Aim => Count the lines in the rows below that contain the word "metal". Reply with that number alone.

-- BEGIN Task material --

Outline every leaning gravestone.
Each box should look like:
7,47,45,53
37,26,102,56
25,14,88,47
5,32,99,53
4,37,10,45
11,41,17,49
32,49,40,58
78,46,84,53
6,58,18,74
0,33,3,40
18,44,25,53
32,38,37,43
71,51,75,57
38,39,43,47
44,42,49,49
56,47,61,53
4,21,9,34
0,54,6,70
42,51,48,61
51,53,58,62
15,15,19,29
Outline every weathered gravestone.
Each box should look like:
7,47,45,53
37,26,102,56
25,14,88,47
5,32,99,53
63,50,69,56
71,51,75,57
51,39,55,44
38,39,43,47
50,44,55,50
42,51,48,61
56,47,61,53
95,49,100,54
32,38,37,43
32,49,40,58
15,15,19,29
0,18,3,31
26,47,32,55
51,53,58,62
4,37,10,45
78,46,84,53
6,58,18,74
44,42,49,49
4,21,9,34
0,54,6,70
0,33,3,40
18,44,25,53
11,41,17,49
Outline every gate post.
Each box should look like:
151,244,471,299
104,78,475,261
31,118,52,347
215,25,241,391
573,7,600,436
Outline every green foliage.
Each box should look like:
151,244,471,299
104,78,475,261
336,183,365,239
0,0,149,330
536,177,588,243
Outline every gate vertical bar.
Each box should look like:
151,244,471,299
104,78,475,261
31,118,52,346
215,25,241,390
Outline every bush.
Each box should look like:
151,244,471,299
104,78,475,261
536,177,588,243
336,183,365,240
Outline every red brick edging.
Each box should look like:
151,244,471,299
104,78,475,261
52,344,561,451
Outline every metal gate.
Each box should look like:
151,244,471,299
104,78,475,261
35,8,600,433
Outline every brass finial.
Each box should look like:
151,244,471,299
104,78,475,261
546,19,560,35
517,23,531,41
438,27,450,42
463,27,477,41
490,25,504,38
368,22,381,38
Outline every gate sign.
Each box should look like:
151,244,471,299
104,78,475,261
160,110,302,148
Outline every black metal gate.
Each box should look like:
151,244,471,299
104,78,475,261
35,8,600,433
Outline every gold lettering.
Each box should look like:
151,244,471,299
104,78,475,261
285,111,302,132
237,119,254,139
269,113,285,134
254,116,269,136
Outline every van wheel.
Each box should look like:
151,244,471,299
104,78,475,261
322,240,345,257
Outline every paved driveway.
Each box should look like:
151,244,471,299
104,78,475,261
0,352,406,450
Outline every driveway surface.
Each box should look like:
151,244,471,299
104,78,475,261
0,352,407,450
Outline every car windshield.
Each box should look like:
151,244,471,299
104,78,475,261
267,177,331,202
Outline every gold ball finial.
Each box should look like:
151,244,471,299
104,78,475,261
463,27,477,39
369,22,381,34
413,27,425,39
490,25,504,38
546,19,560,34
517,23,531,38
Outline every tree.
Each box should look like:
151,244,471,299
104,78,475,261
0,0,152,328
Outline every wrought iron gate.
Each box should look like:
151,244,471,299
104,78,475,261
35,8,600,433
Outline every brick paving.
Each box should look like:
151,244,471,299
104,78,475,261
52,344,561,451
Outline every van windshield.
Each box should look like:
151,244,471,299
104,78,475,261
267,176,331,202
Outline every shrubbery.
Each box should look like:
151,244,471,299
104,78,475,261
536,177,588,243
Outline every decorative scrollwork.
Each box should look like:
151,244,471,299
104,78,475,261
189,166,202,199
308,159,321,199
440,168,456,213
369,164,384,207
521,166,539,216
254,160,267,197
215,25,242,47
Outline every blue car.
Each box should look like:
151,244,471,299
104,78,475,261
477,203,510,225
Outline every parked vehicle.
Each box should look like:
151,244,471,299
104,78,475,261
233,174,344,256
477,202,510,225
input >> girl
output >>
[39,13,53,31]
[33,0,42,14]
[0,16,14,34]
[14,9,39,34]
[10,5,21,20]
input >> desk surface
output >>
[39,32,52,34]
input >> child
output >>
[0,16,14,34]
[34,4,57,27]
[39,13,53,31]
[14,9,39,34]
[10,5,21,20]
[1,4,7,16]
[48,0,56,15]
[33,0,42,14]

-- END Task material --

Solution for this exercise => 2